From: Steven M. Schultz
Subject: Re: [Libcdio-devel] UDF status (with implications to libiso9660, GNU fileutils, etc.)
Date: Sun, 30 Oct 2005 10:12:23 -0800 (PST)

On Sun, 30 Oct 2005, R. Bernstein wrote:

Hi -

> In ISO 9660 and UDF there are a number of structures which handle
> things like files and directories, permissions and attributes
> regarding them. Much information is similar to the information that an
> OS (especially an POSIX-like OS) provides about files and directories.

        Is "similar" good enough?  My concern is that once past the
        easy to map similarities the code's going to turn into a quagmire
        of exceptions - i.e. UDF is POSIX-like _except_ for this attribute,
        that attribute, and so on ( in XA indicating whether a file 
        is read as Mode 1 or Mode 2 ...).

> So it seems natural to convert the UDF or ISO 9660 specific objects
> into more POSIX-like objects and try to use existing libraries (like
> the standard C library) for working with those.

        It's tempting, that's for sure ;)  

        Not sure, other than the 'pretty printing', how much more will be
        directly useful.

        At some point greater than 32bit filesizes were added weren't they?
        Basic ISO9660 is 32bit only - but I thought I read about 64bit
        extensions (might just be my faulty memory though ;)).

> information. And for this if you look at GNU fileutils, there is a
> library routine modestring() in libfetish.a that takes a mode_t and

        Hmm, systems which aren't necessarily "GNU fileutils" based would
        need local substitutes - not hard but something to keep in mind.

------------------------------------------------

#### [Tasks to perform]
1. Which things does the UDF status email say ISO 9660 and UDF structures handle? List them all.
2. Continue the UDF status email from where it stops.

#### [Data extract]
------------------------------------------------

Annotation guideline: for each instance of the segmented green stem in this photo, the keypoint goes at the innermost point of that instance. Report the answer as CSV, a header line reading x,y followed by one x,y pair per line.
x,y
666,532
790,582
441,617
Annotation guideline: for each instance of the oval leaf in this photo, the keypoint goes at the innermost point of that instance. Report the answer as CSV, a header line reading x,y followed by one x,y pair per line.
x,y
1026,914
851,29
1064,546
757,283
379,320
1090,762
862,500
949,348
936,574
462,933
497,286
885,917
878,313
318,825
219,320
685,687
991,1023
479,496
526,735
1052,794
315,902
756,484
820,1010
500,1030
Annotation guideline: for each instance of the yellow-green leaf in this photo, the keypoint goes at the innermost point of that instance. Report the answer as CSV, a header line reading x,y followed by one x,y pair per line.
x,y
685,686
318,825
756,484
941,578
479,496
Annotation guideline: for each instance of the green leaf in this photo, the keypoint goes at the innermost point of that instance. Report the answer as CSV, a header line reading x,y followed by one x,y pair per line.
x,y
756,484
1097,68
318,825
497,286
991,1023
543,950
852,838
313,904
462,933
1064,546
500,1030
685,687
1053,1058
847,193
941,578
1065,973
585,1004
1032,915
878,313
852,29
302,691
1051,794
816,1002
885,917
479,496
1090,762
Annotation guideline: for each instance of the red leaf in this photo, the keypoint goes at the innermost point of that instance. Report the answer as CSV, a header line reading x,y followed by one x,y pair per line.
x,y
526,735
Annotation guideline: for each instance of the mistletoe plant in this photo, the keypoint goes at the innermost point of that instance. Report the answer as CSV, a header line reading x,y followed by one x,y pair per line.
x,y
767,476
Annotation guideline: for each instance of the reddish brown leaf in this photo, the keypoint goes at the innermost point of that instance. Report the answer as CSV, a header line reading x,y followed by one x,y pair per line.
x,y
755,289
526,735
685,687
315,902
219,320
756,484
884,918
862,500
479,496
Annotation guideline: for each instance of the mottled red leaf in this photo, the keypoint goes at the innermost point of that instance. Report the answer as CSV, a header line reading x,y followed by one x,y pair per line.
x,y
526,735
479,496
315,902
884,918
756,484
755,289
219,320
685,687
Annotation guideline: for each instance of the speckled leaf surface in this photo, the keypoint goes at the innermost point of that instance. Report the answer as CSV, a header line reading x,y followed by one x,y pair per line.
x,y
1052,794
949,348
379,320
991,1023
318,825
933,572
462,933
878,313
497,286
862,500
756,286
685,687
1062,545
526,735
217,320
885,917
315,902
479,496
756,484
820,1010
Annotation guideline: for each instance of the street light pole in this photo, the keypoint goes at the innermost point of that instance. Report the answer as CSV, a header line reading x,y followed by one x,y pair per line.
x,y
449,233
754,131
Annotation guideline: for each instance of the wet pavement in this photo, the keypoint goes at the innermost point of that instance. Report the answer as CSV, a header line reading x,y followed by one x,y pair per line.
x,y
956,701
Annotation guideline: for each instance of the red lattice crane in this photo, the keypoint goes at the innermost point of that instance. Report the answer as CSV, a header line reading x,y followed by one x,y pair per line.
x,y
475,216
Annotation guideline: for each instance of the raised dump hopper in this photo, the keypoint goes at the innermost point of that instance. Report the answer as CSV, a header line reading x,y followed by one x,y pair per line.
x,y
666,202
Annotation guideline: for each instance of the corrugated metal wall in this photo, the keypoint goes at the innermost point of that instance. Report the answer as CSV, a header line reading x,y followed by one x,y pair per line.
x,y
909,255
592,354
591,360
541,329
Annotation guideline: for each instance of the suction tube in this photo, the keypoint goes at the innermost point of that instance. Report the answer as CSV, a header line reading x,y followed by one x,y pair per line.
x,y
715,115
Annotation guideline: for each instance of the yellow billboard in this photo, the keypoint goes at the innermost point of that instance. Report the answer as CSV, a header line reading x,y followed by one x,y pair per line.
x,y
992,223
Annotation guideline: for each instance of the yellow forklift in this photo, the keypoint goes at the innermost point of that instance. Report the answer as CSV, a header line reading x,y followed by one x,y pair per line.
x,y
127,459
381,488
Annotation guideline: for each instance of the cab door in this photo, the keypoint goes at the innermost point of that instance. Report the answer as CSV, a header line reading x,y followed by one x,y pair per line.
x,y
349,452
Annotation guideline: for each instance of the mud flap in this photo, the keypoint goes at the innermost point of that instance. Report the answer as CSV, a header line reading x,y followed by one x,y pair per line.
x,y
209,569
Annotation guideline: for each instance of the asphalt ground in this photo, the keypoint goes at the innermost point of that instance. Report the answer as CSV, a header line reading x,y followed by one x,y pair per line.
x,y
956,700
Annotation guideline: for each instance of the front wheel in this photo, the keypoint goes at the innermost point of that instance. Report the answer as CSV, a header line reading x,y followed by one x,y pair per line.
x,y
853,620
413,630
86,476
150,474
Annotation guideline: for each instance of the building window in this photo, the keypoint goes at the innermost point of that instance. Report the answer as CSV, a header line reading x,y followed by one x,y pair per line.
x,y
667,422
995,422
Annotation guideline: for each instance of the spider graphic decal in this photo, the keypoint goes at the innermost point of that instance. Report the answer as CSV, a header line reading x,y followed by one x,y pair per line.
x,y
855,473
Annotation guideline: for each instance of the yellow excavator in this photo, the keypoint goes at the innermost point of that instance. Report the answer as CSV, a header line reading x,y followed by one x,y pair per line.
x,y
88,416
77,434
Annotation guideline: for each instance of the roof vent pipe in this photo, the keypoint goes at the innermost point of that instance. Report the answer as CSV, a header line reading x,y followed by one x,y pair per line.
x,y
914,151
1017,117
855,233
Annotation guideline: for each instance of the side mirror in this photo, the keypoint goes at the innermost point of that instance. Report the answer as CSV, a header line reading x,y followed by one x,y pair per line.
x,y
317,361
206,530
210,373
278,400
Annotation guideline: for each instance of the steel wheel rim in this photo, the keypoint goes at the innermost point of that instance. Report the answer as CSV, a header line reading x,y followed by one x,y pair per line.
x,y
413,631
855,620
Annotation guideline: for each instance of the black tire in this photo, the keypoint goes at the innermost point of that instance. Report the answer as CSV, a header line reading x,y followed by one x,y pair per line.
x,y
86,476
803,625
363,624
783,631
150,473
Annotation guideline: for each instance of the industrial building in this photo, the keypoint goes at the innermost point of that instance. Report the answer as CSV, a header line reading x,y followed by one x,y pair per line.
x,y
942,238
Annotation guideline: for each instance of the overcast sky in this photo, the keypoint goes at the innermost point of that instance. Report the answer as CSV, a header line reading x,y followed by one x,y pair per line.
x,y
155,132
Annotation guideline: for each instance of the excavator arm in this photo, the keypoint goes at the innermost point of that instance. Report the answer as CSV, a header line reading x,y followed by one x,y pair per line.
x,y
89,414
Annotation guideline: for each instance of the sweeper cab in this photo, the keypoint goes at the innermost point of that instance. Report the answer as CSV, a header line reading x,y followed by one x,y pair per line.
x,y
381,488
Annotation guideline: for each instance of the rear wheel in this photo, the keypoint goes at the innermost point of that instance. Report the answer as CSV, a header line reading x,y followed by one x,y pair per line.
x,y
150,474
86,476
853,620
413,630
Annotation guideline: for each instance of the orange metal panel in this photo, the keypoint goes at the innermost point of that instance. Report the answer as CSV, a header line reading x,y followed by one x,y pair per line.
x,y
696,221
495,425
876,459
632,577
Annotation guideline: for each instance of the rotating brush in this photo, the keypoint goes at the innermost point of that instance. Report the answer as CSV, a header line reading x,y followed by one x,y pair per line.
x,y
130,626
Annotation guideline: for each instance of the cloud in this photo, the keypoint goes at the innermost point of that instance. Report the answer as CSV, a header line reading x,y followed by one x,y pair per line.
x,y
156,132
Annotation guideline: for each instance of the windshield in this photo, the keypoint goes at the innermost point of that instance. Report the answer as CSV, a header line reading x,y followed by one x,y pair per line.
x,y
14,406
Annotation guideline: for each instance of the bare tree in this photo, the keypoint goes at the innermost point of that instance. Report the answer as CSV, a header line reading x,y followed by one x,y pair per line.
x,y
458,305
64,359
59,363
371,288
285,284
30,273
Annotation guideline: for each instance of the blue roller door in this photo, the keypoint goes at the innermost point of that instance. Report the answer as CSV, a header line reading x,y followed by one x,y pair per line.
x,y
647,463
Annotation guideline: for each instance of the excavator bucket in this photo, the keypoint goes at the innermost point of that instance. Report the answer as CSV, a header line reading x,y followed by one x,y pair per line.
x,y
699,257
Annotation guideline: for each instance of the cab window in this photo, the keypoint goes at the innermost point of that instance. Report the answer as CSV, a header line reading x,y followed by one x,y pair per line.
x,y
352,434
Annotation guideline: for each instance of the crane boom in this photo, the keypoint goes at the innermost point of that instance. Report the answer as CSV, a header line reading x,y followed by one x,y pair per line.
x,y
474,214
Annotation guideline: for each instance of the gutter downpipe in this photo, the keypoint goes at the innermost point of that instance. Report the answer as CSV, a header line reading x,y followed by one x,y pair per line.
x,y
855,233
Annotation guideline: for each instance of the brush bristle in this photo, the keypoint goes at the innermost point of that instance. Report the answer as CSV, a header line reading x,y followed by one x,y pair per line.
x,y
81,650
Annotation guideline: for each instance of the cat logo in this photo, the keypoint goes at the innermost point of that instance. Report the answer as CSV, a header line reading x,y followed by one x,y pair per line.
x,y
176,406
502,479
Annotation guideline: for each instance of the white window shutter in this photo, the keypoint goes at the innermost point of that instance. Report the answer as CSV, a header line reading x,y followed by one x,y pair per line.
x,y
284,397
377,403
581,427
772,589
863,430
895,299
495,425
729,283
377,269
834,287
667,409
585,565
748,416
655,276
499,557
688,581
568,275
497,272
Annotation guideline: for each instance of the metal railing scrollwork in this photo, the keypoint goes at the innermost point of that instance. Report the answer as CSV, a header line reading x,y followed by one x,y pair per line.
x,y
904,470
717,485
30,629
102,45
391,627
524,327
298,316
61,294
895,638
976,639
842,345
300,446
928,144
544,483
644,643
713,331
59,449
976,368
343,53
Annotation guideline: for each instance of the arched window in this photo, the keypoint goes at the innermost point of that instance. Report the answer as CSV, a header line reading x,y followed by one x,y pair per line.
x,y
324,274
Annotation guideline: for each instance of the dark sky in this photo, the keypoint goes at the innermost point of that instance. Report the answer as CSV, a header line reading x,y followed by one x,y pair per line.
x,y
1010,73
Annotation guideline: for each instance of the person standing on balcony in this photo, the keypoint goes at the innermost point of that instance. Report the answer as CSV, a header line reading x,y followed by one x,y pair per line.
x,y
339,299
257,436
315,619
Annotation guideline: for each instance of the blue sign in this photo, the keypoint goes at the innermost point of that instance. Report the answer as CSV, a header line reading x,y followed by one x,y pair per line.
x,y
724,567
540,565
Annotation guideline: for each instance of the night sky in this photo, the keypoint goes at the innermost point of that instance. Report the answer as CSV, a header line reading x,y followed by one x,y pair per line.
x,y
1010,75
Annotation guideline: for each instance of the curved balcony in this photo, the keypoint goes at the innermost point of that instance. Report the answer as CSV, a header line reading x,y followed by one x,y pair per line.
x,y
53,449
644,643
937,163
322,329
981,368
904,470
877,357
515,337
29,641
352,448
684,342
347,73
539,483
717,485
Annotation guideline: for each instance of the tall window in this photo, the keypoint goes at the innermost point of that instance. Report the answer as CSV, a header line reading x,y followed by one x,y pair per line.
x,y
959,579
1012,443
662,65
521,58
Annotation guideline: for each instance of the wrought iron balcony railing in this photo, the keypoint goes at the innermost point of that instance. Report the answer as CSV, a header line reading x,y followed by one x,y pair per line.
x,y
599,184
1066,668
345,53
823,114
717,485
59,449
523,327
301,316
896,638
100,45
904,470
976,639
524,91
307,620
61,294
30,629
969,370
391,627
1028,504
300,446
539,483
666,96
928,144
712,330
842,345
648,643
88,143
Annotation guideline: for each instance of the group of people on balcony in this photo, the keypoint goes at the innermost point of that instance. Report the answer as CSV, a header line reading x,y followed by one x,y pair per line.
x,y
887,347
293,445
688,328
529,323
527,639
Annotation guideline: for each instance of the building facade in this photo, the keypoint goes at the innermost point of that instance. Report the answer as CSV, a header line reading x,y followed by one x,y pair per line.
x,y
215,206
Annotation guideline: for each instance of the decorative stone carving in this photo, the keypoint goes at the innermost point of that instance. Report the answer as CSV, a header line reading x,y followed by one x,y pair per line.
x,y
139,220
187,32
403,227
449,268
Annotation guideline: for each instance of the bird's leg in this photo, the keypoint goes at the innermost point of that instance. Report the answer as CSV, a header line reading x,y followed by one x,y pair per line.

------------------------------------------------

#### [Expected responses]
1.
- files
- directories
- permissions
- attributes

2.
> well. The fact that there's other information that's not covered by
> the mode_t is okay because either there's some other POSIX-like
> structure where this will fit, or in some cases where information
> really is specific to UDF (e.g. a partition number), we can give a an
> access routine to that and provide a routine to give one of the UDF

        The exceptions begin to grow in number.  Wonder how many there will
        end up being  ;)

> Going further in libudf, I'm now thinking of trying to fill out a stat
> structure as is generally found in <sys/stat.h>. Again it may be that
> some fields may have bogus values like "device", and "inode", but the

        They might be "bogus" but they might have 'meaning'.   I'm not sure
        what 'mkisofs' puts there.

        One thing I've seen that is supported but not handled well is the
        concept of hard links.  'mkisofs' (later versions do implement 
        UDF support - not sure what level though) does the right thing - the
        problem comes with 'cp', 'tar' expecting 'link count' and not checking
        the datafields in the UDF structure to detect that two files are the

> Two related advantages of an approach like this.  First, this kind of
> interface may be already fairly familiar among folks who work with
> POSIX files/directories. And since things are similar, it might be

        True, it has the advantage of similarity and thus familiarity.  That 
        could have the 'down side' of

> easier to extend existing tools which use POSIX files/directories
> (e.g. "ls", and "tar").

        Hmmm, 'ls' and 'tar' and others would need some extra work I think
        to handle the case of hardlinks.  I don't think the "POSIX"/UNIX 
        concept of 'link count' exists.

> Thoughts? Comments?

        Sounds good.  I just felt like rambling a bit about things which
        probably don't matter a whole lot ;)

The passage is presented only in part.